## EXERCISE DETAILS
Everything from the line containing "Question. For every instance of the drawer front" through the last line of the data below should be set down exactly, and nothing else.

Top of RECORDS PROVIDED

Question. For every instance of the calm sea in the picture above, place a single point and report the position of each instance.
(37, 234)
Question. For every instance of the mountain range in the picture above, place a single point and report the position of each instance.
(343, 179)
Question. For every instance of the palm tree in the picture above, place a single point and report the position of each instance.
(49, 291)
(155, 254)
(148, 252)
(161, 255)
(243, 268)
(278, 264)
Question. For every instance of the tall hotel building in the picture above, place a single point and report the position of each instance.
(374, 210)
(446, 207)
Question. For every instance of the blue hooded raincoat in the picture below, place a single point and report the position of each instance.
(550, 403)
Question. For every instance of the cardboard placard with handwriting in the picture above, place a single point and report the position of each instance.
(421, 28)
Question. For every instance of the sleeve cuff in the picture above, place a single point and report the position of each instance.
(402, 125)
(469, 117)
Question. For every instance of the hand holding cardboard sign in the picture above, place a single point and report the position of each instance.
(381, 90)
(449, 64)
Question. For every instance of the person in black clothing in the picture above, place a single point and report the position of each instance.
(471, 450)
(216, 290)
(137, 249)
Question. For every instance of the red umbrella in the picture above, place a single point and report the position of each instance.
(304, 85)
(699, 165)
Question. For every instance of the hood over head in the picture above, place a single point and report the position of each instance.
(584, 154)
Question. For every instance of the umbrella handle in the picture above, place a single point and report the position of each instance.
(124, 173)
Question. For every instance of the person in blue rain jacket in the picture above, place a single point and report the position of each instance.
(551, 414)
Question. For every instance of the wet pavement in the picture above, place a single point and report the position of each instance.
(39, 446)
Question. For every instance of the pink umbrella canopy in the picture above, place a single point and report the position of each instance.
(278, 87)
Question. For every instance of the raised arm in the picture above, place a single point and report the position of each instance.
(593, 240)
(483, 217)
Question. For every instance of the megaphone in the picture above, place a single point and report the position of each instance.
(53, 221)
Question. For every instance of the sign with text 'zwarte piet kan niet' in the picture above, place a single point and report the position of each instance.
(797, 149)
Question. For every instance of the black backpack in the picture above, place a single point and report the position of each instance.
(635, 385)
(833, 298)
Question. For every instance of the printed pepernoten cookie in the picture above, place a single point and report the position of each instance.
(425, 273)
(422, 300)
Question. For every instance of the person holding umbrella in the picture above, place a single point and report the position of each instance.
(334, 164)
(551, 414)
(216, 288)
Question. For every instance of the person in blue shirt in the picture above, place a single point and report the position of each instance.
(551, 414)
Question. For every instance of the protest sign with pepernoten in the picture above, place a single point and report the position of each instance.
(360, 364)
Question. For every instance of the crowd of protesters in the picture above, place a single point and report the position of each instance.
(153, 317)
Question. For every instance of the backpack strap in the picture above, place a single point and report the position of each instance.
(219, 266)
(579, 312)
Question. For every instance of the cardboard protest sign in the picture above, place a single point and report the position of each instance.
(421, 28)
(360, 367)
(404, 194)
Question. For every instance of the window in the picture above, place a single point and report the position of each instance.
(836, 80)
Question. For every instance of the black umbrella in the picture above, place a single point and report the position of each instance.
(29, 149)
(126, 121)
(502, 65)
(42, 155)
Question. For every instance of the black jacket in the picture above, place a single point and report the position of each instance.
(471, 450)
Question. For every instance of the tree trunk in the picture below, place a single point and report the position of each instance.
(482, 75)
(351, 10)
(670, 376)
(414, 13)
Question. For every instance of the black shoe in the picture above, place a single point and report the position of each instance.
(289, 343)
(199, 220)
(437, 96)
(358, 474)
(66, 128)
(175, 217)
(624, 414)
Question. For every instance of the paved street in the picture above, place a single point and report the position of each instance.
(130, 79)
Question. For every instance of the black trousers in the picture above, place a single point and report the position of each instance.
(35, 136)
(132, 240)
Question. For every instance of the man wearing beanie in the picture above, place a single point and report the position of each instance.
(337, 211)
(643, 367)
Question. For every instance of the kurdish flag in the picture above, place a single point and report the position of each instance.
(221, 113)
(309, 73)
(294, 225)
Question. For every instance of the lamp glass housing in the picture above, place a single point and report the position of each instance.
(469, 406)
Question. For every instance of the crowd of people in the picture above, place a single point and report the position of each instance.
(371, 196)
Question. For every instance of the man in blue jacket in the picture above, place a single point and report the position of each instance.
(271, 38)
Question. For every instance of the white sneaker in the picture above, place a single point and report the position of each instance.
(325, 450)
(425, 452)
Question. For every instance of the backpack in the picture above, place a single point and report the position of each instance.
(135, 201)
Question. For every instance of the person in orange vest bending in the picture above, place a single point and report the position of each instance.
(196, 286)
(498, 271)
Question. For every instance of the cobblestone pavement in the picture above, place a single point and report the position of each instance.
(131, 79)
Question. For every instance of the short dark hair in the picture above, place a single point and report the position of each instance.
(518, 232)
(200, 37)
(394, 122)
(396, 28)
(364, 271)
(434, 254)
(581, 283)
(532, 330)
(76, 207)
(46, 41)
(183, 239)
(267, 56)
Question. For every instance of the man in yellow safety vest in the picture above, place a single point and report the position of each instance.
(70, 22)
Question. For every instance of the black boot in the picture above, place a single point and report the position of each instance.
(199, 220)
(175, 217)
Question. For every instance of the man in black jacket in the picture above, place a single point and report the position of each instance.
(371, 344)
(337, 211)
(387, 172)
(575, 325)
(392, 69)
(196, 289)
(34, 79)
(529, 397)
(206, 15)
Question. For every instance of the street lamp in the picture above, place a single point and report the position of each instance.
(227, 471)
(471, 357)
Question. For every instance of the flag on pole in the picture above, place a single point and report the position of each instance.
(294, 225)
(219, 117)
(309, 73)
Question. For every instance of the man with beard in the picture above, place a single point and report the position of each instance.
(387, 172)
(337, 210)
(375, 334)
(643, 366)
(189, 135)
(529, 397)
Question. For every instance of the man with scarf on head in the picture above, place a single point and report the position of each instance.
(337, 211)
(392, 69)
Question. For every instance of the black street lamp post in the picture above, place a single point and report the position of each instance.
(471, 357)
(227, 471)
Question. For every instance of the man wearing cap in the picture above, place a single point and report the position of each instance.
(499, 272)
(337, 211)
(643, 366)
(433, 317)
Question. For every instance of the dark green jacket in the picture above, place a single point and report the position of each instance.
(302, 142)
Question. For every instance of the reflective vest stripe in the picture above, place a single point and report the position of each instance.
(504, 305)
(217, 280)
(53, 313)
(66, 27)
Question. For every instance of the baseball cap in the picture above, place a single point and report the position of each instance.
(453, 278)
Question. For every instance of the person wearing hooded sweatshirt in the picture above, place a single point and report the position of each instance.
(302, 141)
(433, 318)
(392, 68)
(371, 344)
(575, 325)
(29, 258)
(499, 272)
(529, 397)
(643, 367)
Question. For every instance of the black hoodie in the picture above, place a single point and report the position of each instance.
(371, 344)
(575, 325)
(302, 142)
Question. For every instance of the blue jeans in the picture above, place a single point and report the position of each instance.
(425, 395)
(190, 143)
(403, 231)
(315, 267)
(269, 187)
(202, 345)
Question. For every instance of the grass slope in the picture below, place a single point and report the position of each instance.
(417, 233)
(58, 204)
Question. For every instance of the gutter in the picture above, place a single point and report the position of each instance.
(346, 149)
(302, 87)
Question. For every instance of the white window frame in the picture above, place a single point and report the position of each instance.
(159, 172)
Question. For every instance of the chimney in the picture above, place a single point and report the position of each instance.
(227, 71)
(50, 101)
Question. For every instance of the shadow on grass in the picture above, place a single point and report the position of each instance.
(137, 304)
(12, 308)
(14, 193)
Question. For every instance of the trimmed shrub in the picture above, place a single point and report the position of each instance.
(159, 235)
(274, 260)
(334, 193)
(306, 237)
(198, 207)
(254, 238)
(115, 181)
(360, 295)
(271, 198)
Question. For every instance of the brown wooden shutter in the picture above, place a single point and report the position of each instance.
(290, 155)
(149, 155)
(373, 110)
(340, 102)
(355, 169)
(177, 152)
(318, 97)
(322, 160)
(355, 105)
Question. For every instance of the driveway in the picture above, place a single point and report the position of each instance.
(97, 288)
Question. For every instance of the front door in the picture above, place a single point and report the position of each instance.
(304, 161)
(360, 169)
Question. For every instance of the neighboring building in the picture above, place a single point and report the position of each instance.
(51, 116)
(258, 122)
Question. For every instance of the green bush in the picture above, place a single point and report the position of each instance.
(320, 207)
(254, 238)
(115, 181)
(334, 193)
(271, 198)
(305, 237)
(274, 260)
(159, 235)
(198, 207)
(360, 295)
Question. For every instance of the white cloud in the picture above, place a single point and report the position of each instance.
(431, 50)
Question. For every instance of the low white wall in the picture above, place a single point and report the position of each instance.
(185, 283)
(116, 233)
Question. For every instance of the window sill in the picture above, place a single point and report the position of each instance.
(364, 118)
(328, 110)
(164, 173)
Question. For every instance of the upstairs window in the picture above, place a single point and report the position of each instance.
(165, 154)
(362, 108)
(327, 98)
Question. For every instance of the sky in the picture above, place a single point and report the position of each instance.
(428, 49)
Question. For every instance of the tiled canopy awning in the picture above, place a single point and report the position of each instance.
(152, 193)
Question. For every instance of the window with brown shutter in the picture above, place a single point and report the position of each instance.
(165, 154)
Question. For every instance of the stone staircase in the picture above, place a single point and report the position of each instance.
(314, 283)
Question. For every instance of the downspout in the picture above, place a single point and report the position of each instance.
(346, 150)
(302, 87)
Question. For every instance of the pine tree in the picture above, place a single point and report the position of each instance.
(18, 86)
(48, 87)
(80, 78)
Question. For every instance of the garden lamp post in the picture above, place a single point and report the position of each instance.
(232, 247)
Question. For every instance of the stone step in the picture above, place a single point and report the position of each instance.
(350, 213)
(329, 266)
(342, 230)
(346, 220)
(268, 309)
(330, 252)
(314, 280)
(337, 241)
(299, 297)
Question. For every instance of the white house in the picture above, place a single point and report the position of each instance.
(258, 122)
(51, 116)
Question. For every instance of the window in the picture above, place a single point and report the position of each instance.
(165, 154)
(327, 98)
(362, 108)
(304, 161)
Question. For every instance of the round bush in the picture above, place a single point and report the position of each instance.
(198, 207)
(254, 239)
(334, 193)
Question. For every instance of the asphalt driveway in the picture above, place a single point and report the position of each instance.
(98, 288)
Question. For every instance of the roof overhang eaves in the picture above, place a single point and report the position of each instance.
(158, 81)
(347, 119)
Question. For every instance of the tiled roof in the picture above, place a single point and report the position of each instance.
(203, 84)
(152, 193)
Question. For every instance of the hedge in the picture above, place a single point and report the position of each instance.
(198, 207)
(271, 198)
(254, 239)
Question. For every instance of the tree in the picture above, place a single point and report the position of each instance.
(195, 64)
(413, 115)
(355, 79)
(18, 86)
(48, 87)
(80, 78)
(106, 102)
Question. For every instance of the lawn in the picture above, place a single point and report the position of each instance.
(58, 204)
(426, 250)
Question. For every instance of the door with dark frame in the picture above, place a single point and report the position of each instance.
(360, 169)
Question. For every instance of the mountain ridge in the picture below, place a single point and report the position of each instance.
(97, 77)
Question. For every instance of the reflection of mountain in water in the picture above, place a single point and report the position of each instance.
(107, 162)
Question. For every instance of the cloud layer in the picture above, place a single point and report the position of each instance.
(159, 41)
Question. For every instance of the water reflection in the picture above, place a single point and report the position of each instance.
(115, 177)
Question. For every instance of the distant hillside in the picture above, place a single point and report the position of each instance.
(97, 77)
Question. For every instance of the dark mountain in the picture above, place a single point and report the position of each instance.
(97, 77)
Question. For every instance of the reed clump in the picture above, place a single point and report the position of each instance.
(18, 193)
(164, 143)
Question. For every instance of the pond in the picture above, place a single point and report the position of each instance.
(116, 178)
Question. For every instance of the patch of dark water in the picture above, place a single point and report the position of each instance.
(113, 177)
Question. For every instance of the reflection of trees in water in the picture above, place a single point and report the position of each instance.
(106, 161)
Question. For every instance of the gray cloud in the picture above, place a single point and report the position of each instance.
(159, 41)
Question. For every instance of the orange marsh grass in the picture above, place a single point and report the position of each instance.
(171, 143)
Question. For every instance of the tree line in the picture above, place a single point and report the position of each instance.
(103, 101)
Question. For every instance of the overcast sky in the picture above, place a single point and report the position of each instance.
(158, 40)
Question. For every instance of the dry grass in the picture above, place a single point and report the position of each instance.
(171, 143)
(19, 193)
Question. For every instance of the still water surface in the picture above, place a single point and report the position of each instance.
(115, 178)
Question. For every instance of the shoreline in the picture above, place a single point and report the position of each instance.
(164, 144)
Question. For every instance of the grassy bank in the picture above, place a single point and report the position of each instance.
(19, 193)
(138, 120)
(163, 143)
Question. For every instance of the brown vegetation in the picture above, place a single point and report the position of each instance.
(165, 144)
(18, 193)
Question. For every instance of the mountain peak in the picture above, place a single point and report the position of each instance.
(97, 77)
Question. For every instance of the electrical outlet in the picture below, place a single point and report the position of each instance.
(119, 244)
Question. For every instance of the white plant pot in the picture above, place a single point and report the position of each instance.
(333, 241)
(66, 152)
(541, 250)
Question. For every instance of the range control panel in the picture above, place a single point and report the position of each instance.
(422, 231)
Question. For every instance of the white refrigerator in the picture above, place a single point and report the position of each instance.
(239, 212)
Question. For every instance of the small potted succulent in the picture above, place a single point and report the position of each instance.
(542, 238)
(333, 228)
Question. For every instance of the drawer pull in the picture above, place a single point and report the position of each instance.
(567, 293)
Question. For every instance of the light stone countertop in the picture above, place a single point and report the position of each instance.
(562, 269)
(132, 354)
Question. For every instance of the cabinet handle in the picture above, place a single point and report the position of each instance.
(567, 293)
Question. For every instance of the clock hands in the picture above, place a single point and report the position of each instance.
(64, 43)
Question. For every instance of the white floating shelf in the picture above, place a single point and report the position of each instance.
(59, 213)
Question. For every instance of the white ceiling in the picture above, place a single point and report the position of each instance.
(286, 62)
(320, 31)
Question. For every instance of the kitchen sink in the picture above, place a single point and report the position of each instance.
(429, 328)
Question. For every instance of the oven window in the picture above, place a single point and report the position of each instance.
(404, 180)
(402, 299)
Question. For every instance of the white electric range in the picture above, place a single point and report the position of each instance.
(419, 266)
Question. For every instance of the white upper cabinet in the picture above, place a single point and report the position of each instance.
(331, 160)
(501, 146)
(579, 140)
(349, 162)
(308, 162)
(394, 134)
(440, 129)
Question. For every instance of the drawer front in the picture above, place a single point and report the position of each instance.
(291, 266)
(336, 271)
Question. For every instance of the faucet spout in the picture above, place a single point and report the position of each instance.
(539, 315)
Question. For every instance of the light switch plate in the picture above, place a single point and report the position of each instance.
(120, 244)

Bottom of RECORDS PROVIDED

## SOLUTION
Question. For every instance of the drawer front in the picture above, place a single point and report the position of each instance.
(291, 266)
(336, 271)
Question. For every instance of the faucet spout in the picture above, place a single point and report the position of each instance.
(539, 315)
Question. For every instance of the light switch plate in the picture above, place a single point and report the position of each instance.
(120, 244)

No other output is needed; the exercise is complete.